### ACTIVITY
Could you return all of the data exactly as given?

### LISTED RECORDS

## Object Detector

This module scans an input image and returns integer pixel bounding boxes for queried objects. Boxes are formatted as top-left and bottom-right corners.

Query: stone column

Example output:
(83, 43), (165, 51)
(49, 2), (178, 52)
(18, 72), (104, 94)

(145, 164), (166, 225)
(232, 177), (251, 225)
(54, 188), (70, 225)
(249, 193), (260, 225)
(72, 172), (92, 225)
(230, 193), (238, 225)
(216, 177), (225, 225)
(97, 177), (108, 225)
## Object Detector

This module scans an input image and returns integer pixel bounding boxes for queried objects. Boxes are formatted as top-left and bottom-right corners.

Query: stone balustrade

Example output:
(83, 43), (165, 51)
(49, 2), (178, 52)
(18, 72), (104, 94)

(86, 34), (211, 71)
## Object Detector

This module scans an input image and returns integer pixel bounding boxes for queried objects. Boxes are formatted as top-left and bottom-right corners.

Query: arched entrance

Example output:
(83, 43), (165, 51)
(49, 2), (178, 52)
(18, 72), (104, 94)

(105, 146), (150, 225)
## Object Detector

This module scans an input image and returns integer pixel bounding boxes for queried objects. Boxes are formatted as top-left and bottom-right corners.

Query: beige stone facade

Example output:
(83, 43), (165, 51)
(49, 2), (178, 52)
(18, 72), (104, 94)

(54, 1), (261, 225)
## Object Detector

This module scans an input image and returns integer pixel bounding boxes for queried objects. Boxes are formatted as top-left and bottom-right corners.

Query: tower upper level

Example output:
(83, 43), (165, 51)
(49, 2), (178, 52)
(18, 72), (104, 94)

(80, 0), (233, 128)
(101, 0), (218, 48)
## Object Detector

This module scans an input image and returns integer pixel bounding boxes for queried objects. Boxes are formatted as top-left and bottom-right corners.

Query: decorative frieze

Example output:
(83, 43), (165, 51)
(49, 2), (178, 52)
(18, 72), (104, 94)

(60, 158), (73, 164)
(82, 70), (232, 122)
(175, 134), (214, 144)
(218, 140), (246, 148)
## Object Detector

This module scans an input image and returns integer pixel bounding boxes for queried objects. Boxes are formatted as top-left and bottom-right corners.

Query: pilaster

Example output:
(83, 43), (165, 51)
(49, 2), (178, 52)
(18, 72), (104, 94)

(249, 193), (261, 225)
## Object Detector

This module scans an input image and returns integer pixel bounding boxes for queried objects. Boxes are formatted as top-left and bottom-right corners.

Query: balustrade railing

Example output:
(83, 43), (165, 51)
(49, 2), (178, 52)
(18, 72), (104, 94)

### OUTPUT FOR THIS TASK
## Object Detector

This module scans an input image and returns integer pixel bounding boxes for queried objects. Boxes are formatted as top-left and bottom-right corners.

Query: stone column

Example output:
(83, 43), (165, 51)
(49, 2), (178, 52)
(18, 72), (104, 94)

(145, 164), (166, 225)
(232, 177), (251, 225)
(54, 188), (70, 225)
(249, 193), (260, 225)
(72, 172), (92, 225)
(230, 193), (238, 225)
(216, 177), (225, 225)
(97, 177), (108, 225)
## Object Detector

This module scans an input image and returns integer pixel bounding boxes for queried objects. Boxes are formatted as top-left and bottom-right corners.

Query: stone balustrade

Example output:
(83, 43), (165, 51)
(49, 2), (178, 52)
(18, 72), (104, 94)

(86, 34), (211, 71)
## Object Detector

This module scans an input image and returns integer pixel bounding boxes for queried objects. Boxes are formatted as top-left and bottom-right corners.

Query: arched entrance

Example output:
(83, 43), (165, 51)
(49, 2), (178, 52)
(18, 72), (104, 94)

(105, 146), (150, 225)
## Object Detector

This module scans an input image and returns integer pixel bounding boxes for queried objects. Boxes are formatted as top-left and bottom-right corners.

Query: beige stone facade

Example output:
(83, 43), (165, 51)
(49, 2), (178, 52)
(18, 72), (104, 94)

(54, 1), (261, 225)
## Object Detector

This module scans an input image and returns integer pixel bounding boxes for queried objects. Boxes are formatted as top-left and bottom-right corners.

Query: tower upper level

Example output:
(83, 43), (165, 51)
(49, 2), (178, 52)
(18, 72), (104, 94)

(80, 0), (233, 128)
(101, 0), (218, 48)
## Object Detector

This module scans an input image and returns integer pixel bounding boxes for queried objects. Boxes are formatted as top-left and bottom-right corners.

Query: decorative frieze

Example output:
(83, 43), (165, 51)
(49, 2), (178, 52)
(18, 72), (104, 94)

(60, 158), (73, 164)
(82, 70), (232, 122)
(175, 134), (214, 144)
(218, 140), (246, 148)
## Object Detector

This module scans an input image and returns integer pixel bounding boxes for queried objects. Boxes are formatted as top-left and bottom-right corners.

Query: pilaster

Example output:
(83, 43), (165, 51)
(49, 2), (178, 52)
(18, 72), (104, 94)

(249, 193), (261, 225)
## Object Detector

This module scans an input image and returns integer pixel bounding boxes for queried objects. Boxes are formatted as top-left and bottom-right corners.

Query: balustrade railing

Example output:
(83, 43), (165, 51)
(49, 2), (178, 52)
(18, 72), (104, 94)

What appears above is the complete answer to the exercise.